Source material START

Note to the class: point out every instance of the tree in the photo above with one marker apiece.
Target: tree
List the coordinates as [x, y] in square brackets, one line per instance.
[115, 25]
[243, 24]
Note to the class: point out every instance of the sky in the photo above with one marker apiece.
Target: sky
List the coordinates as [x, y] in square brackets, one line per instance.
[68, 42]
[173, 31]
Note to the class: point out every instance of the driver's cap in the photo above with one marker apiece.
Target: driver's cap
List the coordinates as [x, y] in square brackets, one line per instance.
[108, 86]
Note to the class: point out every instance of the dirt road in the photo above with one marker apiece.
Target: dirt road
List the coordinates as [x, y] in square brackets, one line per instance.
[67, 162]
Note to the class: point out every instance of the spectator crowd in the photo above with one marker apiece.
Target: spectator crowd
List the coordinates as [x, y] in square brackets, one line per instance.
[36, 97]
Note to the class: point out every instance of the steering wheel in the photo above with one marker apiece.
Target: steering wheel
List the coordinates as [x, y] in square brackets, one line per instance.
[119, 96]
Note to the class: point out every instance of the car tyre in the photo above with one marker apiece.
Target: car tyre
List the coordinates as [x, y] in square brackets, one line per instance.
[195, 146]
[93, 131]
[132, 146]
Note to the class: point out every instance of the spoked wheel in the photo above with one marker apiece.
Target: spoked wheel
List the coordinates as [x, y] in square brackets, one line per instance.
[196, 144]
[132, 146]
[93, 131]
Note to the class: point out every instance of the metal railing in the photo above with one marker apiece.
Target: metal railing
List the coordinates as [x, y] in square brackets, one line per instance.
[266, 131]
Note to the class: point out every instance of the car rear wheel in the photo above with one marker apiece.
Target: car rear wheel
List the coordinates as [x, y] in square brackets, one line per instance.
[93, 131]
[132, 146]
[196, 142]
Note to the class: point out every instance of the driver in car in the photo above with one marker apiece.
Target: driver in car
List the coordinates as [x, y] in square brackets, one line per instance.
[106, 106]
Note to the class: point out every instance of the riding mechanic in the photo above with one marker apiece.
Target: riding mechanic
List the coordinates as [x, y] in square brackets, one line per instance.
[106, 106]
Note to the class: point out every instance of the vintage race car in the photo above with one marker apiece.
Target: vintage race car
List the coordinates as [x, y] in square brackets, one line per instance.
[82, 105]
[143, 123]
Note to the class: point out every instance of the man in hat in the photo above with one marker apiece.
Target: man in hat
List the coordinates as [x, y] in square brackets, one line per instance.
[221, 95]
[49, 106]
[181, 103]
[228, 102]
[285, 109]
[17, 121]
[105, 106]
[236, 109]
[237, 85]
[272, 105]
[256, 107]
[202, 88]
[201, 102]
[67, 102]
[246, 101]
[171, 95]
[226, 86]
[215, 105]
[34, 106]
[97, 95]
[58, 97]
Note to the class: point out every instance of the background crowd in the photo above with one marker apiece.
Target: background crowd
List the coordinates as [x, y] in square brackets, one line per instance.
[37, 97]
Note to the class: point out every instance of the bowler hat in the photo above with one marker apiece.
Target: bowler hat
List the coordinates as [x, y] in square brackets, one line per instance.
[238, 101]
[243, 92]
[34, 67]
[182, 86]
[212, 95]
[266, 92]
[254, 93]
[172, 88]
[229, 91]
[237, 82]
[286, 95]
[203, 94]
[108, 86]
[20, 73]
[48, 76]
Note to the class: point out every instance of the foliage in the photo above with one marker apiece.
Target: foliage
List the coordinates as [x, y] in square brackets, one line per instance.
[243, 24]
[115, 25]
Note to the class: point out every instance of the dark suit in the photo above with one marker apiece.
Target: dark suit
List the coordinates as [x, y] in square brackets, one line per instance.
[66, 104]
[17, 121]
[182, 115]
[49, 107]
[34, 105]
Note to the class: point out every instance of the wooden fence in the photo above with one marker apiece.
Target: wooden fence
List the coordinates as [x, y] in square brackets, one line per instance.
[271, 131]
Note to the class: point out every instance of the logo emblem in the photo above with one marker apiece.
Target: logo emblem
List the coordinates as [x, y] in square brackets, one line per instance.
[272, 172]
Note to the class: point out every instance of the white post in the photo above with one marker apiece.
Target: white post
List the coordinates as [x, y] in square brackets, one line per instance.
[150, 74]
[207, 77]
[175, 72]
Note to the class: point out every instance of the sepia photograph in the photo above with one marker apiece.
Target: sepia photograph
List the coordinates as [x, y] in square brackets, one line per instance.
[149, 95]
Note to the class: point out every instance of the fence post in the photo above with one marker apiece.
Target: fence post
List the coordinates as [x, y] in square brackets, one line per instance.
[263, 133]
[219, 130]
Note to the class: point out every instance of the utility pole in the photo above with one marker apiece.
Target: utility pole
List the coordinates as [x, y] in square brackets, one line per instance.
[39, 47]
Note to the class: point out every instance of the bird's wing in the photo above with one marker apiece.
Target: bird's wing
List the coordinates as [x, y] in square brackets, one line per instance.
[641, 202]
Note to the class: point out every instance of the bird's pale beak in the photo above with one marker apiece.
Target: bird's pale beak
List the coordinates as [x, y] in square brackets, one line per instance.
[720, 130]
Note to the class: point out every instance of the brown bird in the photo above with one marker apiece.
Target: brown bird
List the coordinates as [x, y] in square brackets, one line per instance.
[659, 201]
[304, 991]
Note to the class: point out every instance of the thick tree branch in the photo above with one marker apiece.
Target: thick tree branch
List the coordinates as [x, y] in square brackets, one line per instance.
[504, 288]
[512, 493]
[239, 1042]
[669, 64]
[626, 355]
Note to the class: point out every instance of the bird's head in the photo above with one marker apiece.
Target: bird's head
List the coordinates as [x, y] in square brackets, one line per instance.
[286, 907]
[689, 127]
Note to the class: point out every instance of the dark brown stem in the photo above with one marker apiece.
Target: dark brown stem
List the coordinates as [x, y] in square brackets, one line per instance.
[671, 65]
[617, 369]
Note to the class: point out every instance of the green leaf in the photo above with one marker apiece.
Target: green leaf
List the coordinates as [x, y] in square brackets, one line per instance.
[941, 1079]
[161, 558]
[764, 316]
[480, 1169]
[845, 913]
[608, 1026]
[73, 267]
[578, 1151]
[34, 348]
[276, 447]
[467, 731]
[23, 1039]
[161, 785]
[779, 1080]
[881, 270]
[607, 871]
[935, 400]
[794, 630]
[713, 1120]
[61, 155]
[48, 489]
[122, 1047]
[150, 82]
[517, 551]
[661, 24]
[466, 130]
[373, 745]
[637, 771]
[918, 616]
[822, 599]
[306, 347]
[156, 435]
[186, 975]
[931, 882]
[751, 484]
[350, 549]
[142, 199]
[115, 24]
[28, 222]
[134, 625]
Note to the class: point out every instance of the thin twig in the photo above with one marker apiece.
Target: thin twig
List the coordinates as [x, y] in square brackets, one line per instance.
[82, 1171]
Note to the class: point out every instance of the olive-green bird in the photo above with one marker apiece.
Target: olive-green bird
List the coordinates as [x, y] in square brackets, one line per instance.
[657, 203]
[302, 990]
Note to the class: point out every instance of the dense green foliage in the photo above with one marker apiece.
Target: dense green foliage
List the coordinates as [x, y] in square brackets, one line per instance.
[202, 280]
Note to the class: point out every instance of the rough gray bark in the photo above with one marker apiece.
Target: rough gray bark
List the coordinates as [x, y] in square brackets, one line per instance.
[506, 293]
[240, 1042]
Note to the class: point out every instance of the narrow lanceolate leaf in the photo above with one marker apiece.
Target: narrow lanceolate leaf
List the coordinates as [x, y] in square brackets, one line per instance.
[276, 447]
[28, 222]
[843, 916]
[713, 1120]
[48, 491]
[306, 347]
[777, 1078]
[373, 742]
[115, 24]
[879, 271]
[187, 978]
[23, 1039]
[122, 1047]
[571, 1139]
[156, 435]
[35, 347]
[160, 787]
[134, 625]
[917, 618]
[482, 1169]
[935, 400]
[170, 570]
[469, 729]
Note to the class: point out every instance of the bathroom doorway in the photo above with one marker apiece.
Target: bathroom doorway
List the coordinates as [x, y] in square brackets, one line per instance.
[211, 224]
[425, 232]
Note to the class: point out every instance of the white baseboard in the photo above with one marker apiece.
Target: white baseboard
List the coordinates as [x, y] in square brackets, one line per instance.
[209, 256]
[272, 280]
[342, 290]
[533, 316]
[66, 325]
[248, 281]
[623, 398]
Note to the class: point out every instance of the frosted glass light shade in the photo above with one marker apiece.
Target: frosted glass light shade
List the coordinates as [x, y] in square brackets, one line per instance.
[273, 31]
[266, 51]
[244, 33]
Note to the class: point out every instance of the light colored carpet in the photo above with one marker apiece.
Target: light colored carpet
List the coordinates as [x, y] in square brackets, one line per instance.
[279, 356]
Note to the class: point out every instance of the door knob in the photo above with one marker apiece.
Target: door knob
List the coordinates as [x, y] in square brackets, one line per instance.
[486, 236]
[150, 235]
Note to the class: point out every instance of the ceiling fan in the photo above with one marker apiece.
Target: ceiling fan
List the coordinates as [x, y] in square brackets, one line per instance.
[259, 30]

Source material END

* [What this task involves]: In the entries above, restate word for word the lines between the one holding "Target: wooden fence" and the one holding "Target: white post", inclusive, and nothing besides.

* [Task output]:
Target: wooden fence
List the coordinates as [x, y] in square brackets, one line per instance.
[271, 131]
Note to the class: point out every instance of the logo emblem in the photo above with one marker apiece.
Target: logo emblem
List the coordinates as [x, y] in square brackets, one line per instance.
[272, 172]
Note to the class: point out every instance of the white post in the photo above with one marker apiece.
Target: white post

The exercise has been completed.